Start Provided text
Monday, December 26, 2011

Am I a Hack?

My apologies for the lack of blogging. The sprint to break, moving across town, and a friend's wedding really took it out of me Some time to reflect during break has me thinking about an issue that visited me often during the semester.

I'm guilty of talking up the hormonal teenager aspect of Romeo and Juliet, reading aloud the cursing in Of Mice and Men, and finding violent poems to share with my students. I'm not out to get their childhoods. Just their intrinsic motivation. And I keep coming back to one of the Big Questions I tell my kids to ask: Is this hack teaching? More importantly, is it good teaching?

I reject completely the view that we should treasure this young adults as little children and censor any texts that might make them angry or sad. But I am often reminded by how child-like they are as I was when one of my juniors told me that he looked forward to all the extra money he would have when he made $26,000 a year. These are people who need introducing into the adult world gradually.

Many of them already have at least one foot in that world. Most of my ninth graders could relate to a love so consuming it made you forget everything you held dear (including your previous love which also consumed you). The eleventh graders were not shocked by Steinbeck's use of language, but they were able to articulate that the language sounded like kids who had just discovered cursing and what that immature quality helped reveal about the men's characters. They were able to use a poem full of violent imagery about a young man who accidentally killed his younger brother on a hunting trip to discuss the complexities of our own hunting culture and practice their close reading skills.

But shouldn't I be able to get my students to hone these skills without sinking so low? How do we balance helping students find intrinsic motivation with respect for the waning years of their childhood? Will my hack teaching make students think that classes that don't dwell on the more lowbrow aspects of the material are boring? Perhaps this blog post should be longer, but I don't have any answers to these questions. I'd appreciate your insights!

Saturday, December 10, 2011

Finding the Switch

Those of you who know me have heard me talk a lot about the light switch analogy when it comes to teaching kids who have been put in lower-level classes. Humans are born curious. Watch any baby try to stuff things in his or her mouth for an afternoon and you will see that we enter this world wanting to know all we can about it.

So, it broke my heart when one of my students asked at the beginning of the year, "What kid likes to learn?" She had so obviously been surrounded by other kids who felt like school wasn't for them, she had concluded that her classmate's feelings were the norm. Another teacher in my department and I started talking about curiosity switches. Everybody has a switch. When you get here, it's usually on. Something in your life--parents who don't read or read to you, a teacher who is mean, a friend who teaches you to de-value learning--can turn it off. The switch is firmly off for most of my last block class.

You might remember, careful blog reader, that we did a project exploring survival during a zombie attack in October. The switches were on then as students worked diligently in groups, problem-solved, and gave creative presentations on how they would stay safe. I've been searching for another project that would capture that same spirit ever since.

Yesterday, I had the students who had just received their writing test scores read this account of a successful school board member who nearly failed his state's standardized tests. We used this text to analyze author's purpose because we knew it would be on the reading test coming up in January. We also began a conversation about how we are smarter than the test makers. We know the scores matter in that they're required for high school graduation, but past that, we don't need those numbers to validate any one as a scholar or a person.
End Provided text
Start Information shown
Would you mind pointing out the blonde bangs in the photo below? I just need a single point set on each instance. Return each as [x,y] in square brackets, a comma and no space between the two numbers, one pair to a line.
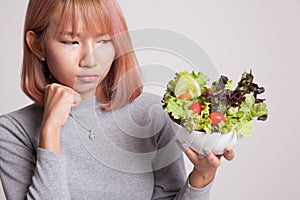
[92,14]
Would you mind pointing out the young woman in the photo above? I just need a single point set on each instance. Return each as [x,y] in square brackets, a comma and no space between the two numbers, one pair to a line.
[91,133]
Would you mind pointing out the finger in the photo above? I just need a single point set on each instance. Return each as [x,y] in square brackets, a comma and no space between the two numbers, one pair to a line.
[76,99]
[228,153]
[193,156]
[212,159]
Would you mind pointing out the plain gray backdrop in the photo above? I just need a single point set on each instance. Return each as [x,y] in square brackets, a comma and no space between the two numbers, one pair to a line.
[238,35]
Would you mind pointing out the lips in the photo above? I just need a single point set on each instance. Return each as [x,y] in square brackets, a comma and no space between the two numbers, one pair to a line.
End Information shown
## Set exercise A
List each thing that the teaching blog says can turn a person's curiosity switch off.
## Set exercise B
Continue the teaching blog after its final sentence.

## Final result A
- Parents who don't read or read to you
- A teacher who is mean
- A friend who teaches you to de-value learning

## Final result B
The students talked (mostly) one at a time. They asked each other questions. They never suggested my greatest fear--that because of this conversation, they wouldn't try to pass the next standardized test they have to take. I spoke very little. Accountability and testing aren't bad, my students concluded. The tests they're asked to take just aren't designed well.

"You know, you're the only teacher in this whole school who would let us talk like this," said the same girl who once told me no kids likes learning, "and it's really made me think."

(I don't think she's right about the other teachers. Most teachers seem to feel similarly about the tests. I'm just glad English gives me leeway to use conversations like this to sharpen our critical thinking skills.)

By her own admission, I made a student think critically. It was almost as good as the zombies.

Wednesday, December 7, 2011

Please De-Track Our School

I often wonder how different it is to teach "higher-level" kids. Do they write on task all the time? Are they less disruptive? Are they smarter? They are certainly still children. They still would rather be hanging out with their friends than be in class. I can't imagine that they are fundamentally different they my crop of "lower-level" students.

Rather, I think these students have been conditioned to be successful. They've never been put in a room they perceive to be "the stupid class." They are surrounding by other kids who have kept their curiosity and also conditioned to succeed.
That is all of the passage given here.